┌─ SOURCE TEXT

Flora Annie Steel (April 2, 1847 - April 12, 1929) was an English writer.

She was the daughter of George Webster. In 1867, she married a member of the Indian Civil Service, and for the next twenty-two years lived in India, chiefly in the Punjab, with which most of her books are connected.

When her husband's health was weak, Flora Annie Steel looked after some of his responsibilities. She acted as school inspector and mediator in local arguments.

She was interested in relating to all classes of Indian society. The birth of her daughter gave her a chance to interact with local women and learn their language.

She encouraged the production of local handicrafts and collected folk-tales.

Her interest in schools and the education of women gave her a special insight into native life and character.

In 1889, the family moved back to Scotland, and she continued her writing there.

└─
┌─ STORED DATA

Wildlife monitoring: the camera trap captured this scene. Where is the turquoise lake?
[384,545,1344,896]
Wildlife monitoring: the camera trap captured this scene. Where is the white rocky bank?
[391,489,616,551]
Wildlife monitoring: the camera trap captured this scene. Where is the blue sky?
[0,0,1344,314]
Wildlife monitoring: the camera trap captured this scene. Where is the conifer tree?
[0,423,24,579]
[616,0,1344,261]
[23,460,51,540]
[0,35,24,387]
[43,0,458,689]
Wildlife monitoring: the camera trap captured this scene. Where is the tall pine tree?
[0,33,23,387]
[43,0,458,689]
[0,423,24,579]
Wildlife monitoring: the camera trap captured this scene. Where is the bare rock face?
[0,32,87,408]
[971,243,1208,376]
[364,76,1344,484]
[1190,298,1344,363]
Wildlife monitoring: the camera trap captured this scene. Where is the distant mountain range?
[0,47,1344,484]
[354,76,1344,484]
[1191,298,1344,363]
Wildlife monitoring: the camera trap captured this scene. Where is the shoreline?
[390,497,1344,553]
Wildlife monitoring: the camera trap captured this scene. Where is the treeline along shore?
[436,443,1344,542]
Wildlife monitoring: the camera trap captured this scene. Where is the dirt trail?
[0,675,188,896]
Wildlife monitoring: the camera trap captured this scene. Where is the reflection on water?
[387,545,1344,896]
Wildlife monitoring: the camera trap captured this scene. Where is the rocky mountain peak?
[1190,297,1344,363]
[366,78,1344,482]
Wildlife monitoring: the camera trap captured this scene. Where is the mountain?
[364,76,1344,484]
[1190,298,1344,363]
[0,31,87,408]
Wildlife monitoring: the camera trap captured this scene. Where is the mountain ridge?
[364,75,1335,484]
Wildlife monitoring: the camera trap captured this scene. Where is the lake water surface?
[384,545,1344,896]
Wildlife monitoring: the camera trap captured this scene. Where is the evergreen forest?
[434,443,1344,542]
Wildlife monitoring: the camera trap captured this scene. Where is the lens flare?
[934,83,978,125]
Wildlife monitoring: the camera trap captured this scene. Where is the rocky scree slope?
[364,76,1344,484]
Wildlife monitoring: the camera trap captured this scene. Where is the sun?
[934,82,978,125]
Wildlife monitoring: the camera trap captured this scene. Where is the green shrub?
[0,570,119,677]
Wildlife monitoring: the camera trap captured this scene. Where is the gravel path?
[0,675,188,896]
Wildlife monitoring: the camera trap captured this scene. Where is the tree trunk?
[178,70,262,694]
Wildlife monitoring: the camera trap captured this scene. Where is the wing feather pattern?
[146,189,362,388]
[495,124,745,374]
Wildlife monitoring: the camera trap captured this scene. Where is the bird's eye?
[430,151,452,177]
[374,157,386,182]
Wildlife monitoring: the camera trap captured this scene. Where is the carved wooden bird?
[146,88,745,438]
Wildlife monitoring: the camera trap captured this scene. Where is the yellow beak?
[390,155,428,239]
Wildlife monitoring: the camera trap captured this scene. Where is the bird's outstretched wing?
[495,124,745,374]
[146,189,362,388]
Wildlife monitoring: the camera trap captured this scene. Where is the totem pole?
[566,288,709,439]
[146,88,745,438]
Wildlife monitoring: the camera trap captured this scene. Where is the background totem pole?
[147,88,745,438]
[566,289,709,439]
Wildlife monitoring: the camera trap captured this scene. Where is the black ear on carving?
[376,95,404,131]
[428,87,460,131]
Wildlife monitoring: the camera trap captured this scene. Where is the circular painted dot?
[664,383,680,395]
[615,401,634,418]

└─

> [PROBLEMS]:
#1 Using the Flora Annie Steel biography, answer each question on its own line:
(a) Whom did she marry in 1867?
(b) Which two roles did she take on when her husband's health was weak?
(c) Where did the family move in 1889?
#2 Turn the paragraph of the Flora Annie Steel biography that begins "When her husband's health was weak" into a short bulleted list that keeps its main facts.
#3 Write a continuation of the Flora Annie Steel biography, starting after its last sentence about the family's move to Scotland.

> [TASK-BY-TASK ANSWERS]:
#1
(a) A member of the Indian Civil Service.
(b) School inspector and mediator in local arguments.
(c) Scotland.

#2
- Took on some of her husband's responsibilities when his health was weak
- Acted as school inspector
- Served as mediator in local arguments

#3
Some of her best work is contained in two collections of short stories:

From the Five Rivers (1893); and 

Tales of the Punjab (1894),

while her most ambitious effort was her novel, On the Face of the Waters (1896), describing incidents of the Indian Mutiny.

She also wrote a popular history of India. Her later works were:

In the Permanent Way, and Other Stories (1897);

Voices in the Night (1900);

The Hosts of the Lord (1900);

In the Guardianship of God (1903);

A Sovereign Remedy (1906);

India Through the Ages; a Popular and Picturesque History of Hindustan (1908);

Mistress of Men : a novel (1918).

 

TALES OF THE PUNJAB

An Extract from the Preface by Flora Steele et al., in which she explains how she garnered these Punjabi Tales

 

Many of the tales in this collection appeared either in the Indian Antiquary, the Calcutta Review, or the Legends of the Punjab.

They were then in the form of literal translations, in many cases uncouth or even unpresentable to ears polite, in all scarcely intelligible to the untravelled English reader; for it must be remembered that, with the exception of the Adventures of Raja Rasâlu, all these stories are strictly folk-tales passing current among a people who can neither read nor write, and whose diction is full of colloquialisms, and, if we choose to call them so, vulgarisms.

It would be manifestly unfair, for instance, to compare the literary standard of such tales with that of the Arabian Nights, the Tales of a Parrot, or similar works.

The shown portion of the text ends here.